──────── 出典本文 ────────

東北広域連合/若者の政策提言を生かそう『河北新報』社説2012年2月6日付

『河北新報』社説2012年2月6日付

東北広域連合/若者の政策提言を生かそう

 東日本大震災後の東北像を描くのは誰か。復興に要する膨大な時間と労力、資金を考えれば、若い世代にこそ積極的に声を上げてほしい。

 「東北を一つに」を合言葉に、東北大公共政策大学院の学生たちが「東北広域連合の創設」に関する政策提言をまとめ、宮城県に提出した。

 私たちは震災前から、広域行政の必要性を訴えてきた。ヒト、モノ、カネ、情報が地球規模で往来する時代。東北が地域主権を確立し、自立的発展を遂げるためには「県域」ではなく「圏域」として凝集しなければならないと主張してきた。

 「1000年に1度」の大災害を受け、県境を越えた互助のシステム構築が喫緊の課題になっている。

 広域連携は「おらが県意識」が障害となって、ともするとできない理由を探す作業になりがちだ。だが、できることを今すぐやろう、という若者のチャレンジ精神は現状変革の起爆剤となるだろう。

 同大学院は公共政策の専門家などを養成する専門職大学院。20代の若者を中心にワークショップなどを通じて、地方自治体が抱える課題解決に向け、提言などを行っている。

 今回は学生7人が広域行政で取り組むべき(1)防災(2)医療(3)産業-の3分野、7項目を提案、広域連合の組織構成も示した。

──────── データ一覧 ────────

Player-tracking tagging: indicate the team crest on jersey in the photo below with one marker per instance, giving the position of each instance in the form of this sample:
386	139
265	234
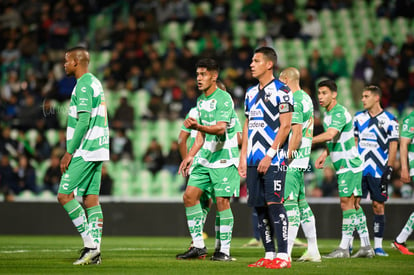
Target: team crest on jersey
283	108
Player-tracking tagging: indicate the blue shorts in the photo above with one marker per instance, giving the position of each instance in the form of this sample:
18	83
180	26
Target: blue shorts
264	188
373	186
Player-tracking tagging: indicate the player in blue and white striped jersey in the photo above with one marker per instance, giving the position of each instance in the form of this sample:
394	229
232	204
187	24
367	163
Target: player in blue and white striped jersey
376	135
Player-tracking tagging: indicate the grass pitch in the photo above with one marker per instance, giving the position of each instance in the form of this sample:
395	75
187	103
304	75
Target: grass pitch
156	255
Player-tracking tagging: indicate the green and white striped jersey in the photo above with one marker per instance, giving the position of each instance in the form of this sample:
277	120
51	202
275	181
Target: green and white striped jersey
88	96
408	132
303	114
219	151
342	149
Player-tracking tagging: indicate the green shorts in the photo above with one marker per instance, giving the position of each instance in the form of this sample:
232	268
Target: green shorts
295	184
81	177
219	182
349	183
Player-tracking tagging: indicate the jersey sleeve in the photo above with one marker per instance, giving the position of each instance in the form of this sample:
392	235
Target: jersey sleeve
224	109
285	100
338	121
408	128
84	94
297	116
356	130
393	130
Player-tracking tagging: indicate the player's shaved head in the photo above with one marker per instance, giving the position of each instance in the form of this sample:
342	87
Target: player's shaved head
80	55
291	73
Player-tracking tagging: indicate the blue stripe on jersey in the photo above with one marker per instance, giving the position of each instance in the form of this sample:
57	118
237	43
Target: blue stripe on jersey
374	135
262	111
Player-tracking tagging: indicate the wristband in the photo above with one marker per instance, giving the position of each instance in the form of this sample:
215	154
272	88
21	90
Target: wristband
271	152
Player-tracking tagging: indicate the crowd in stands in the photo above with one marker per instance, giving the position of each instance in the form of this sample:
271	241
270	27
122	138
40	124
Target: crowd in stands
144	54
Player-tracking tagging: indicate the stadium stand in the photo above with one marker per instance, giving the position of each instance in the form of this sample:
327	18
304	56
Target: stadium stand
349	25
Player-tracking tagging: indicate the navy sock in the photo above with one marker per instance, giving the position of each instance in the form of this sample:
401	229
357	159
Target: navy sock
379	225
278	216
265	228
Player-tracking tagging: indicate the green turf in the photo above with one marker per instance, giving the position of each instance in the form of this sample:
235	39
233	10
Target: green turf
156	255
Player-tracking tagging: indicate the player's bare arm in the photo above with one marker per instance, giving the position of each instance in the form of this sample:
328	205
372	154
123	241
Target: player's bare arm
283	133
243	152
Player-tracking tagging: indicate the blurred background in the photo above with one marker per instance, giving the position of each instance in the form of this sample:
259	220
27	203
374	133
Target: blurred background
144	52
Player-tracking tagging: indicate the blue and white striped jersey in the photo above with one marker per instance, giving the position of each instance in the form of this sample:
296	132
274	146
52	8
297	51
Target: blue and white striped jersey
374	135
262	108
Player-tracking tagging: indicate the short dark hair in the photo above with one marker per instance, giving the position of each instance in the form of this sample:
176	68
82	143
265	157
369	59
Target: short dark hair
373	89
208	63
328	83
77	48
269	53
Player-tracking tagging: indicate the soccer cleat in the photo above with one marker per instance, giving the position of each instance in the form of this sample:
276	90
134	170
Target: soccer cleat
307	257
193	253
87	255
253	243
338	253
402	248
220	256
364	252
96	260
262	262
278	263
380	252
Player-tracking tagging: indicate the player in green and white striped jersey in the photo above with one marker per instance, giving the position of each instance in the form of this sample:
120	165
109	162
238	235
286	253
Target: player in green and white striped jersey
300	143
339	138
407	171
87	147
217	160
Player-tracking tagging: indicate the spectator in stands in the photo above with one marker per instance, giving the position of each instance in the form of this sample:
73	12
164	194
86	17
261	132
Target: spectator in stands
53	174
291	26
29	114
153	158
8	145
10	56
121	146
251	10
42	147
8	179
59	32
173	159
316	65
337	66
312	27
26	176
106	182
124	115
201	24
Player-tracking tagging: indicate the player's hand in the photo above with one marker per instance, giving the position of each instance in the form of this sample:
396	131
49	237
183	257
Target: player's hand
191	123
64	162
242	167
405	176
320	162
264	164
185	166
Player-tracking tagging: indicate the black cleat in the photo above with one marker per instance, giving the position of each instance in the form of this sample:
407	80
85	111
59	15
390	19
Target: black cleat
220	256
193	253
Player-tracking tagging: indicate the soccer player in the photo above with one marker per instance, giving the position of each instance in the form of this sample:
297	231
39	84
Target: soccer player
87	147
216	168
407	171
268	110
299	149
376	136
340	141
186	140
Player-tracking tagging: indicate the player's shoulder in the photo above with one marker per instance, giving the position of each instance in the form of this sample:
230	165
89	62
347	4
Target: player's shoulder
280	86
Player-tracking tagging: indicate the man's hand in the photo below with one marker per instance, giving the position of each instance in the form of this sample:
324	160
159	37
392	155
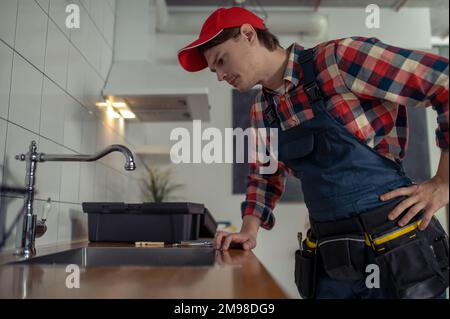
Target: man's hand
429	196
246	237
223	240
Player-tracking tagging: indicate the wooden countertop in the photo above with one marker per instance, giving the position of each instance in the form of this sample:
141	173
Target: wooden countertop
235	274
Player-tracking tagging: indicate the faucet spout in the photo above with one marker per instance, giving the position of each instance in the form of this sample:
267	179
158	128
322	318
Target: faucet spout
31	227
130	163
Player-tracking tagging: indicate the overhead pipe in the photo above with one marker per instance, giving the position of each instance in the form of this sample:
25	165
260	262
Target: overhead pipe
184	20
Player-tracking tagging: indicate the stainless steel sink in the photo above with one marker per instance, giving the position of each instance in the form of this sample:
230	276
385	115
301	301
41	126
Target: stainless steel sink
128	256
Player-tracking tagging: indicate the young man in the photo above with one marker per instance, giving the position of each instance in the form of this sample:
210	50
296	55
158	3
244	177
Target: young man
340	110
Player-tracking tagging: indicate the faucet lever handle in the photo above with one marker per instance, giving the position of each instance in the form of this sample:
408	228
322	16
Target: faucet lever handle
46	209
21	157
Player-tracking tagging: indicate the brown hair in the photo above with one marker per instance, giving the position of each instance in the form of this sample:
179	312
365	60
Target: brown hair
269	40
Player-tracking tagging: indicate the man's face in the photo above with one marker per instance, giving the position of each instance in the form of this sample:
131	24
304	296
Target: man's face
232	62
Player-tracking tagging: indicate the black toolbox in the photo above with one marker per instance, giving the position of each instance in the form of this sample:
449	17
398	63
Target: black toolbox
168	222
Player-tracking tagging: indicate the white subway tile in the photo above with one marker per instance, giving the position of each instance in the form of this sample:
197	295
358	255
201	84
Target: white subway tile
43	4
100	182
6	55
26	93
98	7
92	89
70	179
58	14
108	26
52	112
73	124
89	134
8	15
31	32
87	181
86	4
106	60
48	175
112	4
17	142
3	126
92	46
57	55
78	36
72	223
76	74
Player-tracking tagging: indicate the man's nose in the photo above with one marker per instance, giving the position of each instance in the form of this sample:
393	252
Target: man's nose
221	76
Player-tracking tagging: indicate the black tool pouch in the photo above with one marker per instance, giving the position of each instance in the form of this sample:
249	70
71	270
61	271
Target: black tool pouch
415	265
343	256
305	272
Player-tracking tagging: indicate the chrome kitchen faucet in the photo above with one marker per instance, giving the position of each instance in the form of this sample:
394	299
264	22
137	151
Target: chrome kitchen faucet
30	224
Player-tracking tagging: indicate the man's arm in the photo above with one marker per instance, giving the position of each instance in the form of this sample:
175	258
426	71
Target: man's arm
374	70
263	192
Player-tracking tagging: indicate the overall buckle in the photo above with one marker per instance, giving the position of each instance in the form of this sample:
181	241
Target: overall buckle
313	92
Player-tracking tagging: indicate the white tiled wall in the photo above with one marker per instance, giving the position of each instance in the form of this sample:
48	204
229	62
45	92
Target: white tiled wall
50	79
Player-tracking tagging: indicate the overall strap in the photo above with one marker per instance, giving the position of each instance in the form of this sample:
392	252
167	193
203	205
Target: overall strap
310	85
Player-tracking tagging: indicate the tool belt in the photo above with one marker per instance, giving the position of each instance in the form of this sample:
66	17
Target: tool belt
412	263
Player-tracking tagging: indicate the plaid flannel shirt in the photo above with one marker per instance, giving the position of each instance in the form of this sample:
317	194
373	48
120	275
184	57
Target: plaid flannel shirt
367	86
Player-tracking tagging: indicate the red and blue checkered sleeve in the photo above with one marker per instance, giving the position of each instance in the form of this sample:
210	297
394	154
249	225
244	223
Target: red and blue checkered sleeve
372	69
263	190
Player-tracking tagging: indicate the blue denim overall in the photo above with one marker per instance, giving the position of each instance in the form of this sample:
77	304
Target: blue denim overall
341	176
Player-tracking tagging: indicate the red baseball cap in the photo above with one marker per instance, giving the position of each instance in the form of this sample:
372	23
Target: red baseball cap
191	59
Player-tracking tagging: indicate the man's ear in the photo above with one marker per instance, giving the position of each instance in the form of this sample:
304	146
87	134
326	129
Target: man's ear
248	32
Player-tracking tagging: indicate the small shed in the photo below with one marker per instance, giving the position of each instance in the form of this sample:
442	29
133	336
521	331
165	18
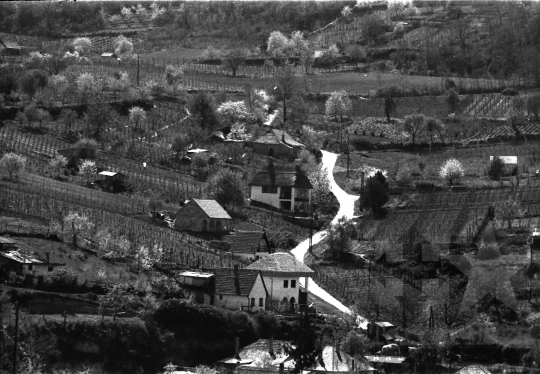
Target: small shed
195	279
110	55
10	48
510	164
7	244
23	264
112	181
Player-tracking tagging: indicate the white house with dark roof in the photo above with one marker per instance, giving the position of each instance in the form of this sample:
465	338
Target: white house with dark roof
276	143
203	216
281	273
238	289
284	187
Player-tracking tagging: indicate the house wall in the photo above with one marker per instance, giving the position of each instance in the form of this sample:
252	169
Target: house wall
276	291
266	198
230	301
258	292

────────

◆ 作業指示 ◆
#1 社説によると、「東北広域連合の創設」に関する政策提言をまとめ、宮城県に提出したのは誰か。
#2 社説のうち、「広域連携は「おらが県意識」が」で始まり「広域連合の組織構成も示した。」で終わる部分を、そのまま引用してください。
データは社説とは別の資料である。

◆ 解答欄 ◆
#1 東北大公共政策大学院の学生たち。

#2
広域連携は「おらが県意識」が障害となって、ともするとできない理由を探す作業になりがちだ。だが、できることを今すぐやろう、という若者のチャレンジ精神は現状変革の起爆剤となるだろう。

 同大学院は公共政策の専門家などを養成する専門職大学院。20代の若者を中心にワークショップなどを通じて、地方自治体が抱える課題解決に向け、提言などを行っている。

 今回は学生7人が広域行政で取り組むべき(1)防災(2)医療(3)産業-の3分野、7項目を提案、広域連合の組織構成も示した。